### About this exercise
The records appear below. Set down exactly each line from the one that contains "Below is the" through the last, both included.

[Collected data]
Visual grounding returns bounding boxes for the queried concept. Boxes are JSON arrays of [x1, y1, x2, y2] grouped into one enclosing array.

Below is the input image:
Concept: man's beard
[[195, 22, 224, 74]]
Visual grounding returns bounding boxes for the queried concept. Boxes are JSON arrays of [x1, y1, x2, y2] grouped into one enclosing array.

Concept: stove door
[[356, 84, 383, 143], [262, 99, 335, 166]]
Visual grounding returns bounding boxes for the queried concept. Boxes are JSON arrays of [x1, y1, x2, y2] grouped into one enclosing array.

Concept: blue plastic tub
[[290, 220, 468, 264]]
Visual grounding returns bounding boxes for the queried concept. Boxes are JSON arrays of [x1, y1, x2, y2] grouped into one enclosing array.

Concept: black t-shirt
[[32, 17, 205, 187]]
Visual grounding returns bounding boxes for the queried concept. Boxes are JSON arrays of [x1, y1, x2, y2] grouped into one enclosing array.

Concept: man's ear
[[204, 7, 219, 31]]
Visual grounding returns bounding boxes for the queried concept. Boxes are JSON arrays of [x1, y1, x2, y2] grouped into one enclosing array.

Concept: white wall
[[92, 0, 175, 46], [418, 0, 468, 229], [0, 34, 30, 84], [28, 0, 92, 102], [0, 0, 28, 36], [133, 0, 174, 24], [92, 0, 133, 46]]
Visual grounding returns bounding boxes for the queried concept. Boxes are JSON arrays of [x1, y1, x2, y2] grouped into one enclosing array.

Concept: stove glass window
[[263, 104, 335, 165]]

### Your solution
Below is the input image:
Concept: man's beard
[[195, 22, 224, 74]]
Visual grounding returns bounding boxes for the queried concept. Boxes are JSON arrays of [x1, y1, x2, y2] grouped into one enclosing array.

Concept: stove door
[[356, 84, 383, 143], [262, 99, 335, 166]]
Visual grounding returns bounding boxes for the queried concept. Boxes are JSON arrays of [x1, y1, x2, y2] grouped into one enclosing array.

Concept: blue plastic tub
[[290, 220, 468, 264]]
Visual grounding returns bounding boxes for the queried concept. Boxes are JSON arrays of [x1, y1, x2, y2] grouped into one enclosing array.

Concept: black t-shirt
[[32, 17, 205, 187]]
Visual grounding returns bounding boxes for the queried concept. Boxes are JSON arrays of [x1, y1, x2, y2] grouped into one enclosing array.

Concept: man's ear
[[204, 7, 219, 31]]
Visual grounding returns bounding boxes for the queried concept. Boxes are JSON arrays of [x1, y1, x2, y2] grouped into one enclosing array.

Concept: white wall
[[92, 0, 175, 46], [418, 0, 468, 229], [0, 34, 30, 84], [28, 0, 92, 102], [0, 0, 28, 36], [133, 0, 174, 24], [92, 0, 133, 46]]
Visual grounding returns bounding boxes for the queried concept. Boxes are JSON arrays of [x1, y1, x2, y2] grouped into one enclosing array.

Concept: stove glass window
[[263, 104, 335, 165]]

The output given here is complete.